[Natural language region descriptions]
****************

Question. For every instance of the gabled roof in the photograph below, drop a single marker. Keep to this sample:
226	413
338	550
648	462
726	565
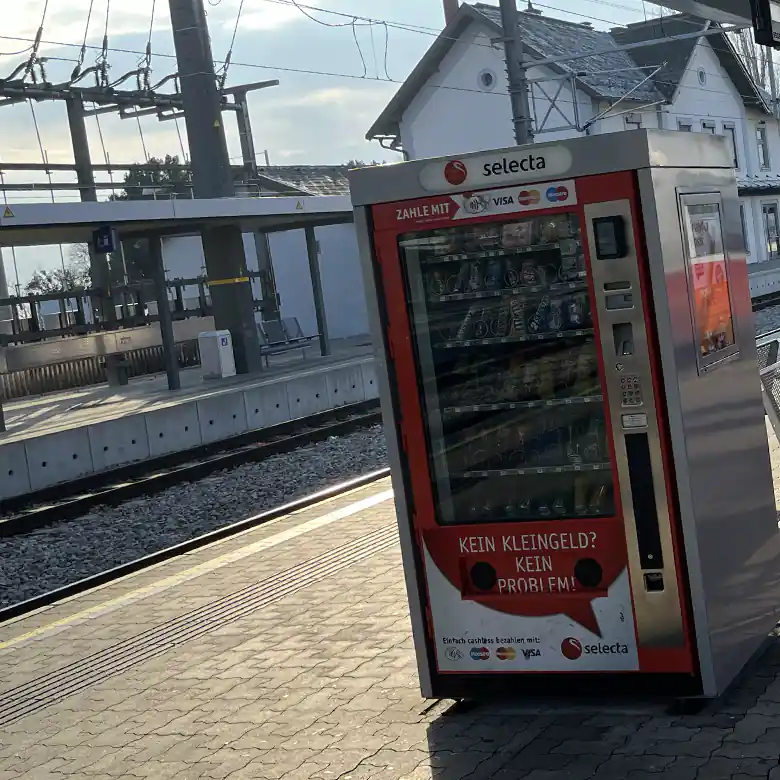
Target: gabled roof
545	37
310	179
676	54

****************

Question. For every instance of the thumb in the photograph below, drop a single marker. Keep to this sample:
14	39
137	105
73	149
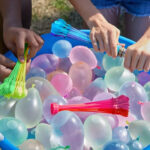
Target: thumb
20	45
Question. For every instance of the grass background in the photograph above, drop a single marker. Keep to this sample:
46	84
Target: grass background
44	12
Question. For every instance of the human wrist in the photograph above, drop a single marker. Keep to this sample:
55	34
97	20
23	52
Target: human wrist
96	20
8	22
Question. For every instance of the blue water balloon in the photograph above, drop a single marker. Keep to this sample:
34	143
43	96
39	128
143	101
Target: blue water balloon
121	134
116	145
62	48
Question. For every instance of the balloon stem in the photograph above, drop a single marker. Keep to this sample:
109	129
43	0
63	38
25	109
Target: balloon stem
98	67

****************

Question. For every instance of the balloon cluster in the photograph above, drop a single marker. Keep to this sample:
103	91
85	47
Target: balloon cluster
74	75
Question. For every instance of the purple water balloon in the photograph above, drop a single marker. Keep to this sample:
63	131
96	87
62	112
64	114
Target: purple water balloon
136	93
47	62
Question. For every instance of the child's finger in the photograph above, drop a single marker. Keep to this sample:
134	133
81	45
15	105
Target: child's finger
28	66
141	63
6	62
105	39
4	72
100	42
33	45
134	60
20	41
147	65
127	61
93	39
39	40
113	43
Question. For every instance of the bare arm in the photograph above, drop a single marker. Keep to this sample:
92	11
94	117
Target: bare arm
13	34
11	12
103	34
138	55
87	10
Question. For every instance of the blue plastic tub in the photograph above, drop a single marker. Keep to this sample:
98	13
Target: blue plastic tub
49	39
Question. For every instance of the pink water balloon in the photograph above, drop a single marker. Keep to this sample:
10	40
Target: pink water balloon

****************

Exercise details:
When you reach the line containing "Target: purple water balloon" in the data above, start copying exactly, and stop after the line containing "Target: pink water balloon".

Answer space:
Target: purple water balloon
136	93
47	62
Question. For every instance of the child's finger in the photograph above, drop a single marker. Keep to this sample:
134	133
81	45
15	105
Target: child's finger
28	66
141	63
6	62
105	39
4	72
100	42
33	45
134	60
20	41
147	65
127	61
93	39
39	40
113	43
Question. For every instance of the bare arm in the photograph above, drop a single marker. Keep to this sample:
92	11
94	117
Target: bare arm
13	34
11	12
103	34
138	55
87	10
Question. For every instance of the blue plastic tub in the photograph above, drop a single marker. Keep to this sample:
98	13
Target: blue plastic tub
49	39
Question. For every instance of the pink water balloon in the photograph above, drop a single marker. Keep to this sample:
10	40
Target: pink water balloon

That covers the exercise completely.